■ What the task requires ■
Write out the listing below word for word, leaving out the pictures.

────────

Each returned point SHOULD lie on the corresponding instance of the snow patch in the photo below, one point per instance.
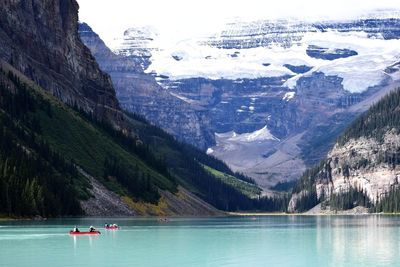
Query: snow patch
(359, 72)
(262, 134)
(288, 96)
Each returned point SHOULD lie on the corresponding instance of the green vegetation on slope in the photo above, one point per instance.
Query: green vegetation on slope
(381, 117)
(82, 141)
(34, 179)
(250, 190)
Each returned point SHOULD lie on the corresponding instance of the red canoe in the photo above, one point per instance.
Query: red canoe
(84, 233)
(111, 227)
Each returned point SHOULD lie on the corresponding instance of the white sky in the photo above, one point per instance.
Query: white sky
(184, 18)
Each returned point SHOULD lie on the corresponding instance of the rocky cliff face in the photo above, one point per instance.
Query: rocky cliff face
(139, 92)
(360, 164)
(40, 39)
(365, 159)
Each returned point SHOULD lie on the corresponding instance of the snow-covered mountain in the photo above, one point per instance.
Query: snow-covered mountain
(274, 93)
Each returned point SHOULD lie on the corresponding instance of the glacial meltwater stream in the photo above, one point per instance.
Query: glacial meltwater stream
(230, 241)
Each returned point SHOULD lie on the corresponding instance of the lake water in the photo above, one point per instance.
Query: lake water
(231, 241)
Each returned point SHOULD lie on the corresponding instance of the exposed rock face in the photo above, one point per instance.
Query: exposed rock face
(40, 39)
(139, 92)
(361, 164)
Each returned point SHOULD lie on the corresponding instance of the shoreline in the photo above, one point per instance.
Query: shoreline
(227, 214)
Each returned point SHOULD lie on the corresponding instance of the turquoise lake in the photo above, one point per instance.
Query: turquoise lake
(230, 241)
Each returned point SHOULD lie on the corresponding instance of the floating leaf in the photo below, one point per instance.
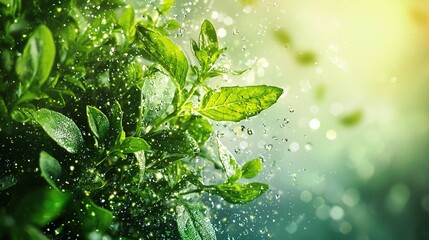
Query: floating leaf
(238, 103)
(50, 168)
(98, 122)
(167, 54)
(251, 168)
(197, 126)
(240, 193)
(193, 224)
(228, 162)
(174, 142)
(61, 129)
(133, 144)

────────

■ Task output ■
Each returned point SHOULD lie on the corresponding instance of the snow patch in the photo below, one point per instance.
Query: snow patch
(359, 72)
(262, 134)
(288, 96)
Each returned point SHOULD lie on the corresponding instance of the green vegetation on slope in the photo above, one point per instance.
Query: green vegetation on slope
(381, 117)
(82, 141)
(34, 179)
(250, 190)
Each returned point SHOULD lie on the corresponding instance of the red canoe in the photo above, one point per instance.
Query: red canoe
(84, 233)
(111, 227)
Each returned point SHOULD lie on the corresponding instance of the white sky in the photo above, one point per instance.
Query: white sky
(184, 18)
Each returned point SHOULD lie on the corresponding instance of the rocky cliff face in the photo above, one point per instance.
Query: rocky cliff face
(139, 92)
(360, 164)
(40, 39)
(365, 159)
Each returned point SHOULD lie on the corresponding instance of the snow-covered mountain in the photo above, one point per instance.
Query: snow-covered mountain
(274, 93)
Each returned point SHOULD lie on the corresponding instance of the glacial meltwater stream in the photo above, one point per instance.
Query: glacial meltwater stream
(230, 241)
Each returned point SHOULD lie on the corresponding instance of the lake water in the photo above, one point per instance.
Query: lake water
(231, 241)
Each returned point SHOULD lie on the corresponding instance of the exposed rock face in the photo above, one point per instance.
Query: exposed rock face
(40, 39)
(139, 92)
(361, 164)
Each returned point SHOULD lie on the corresponding instance of the shoreline in the photo above, one point per instance.
Query: shoreline
(227, 214)
Each returned point SHOULD lie on the corresponding instance of the turquoise lake in the photo above, one point per instance.
Query: turquoise lake
(230, 241)
Each returned point SHOULD lie on the corresponding instance of the floating leaf in the photo below, one point per instance.
Query: floating leaf
(238, 103)
(50, 168)
(98, 122)
(167, 54)
(251, 168)
(197, 126)
(240, 193)
(193, 224)
(228, 162)
(174, 142)
(61, 129)
(133, 144)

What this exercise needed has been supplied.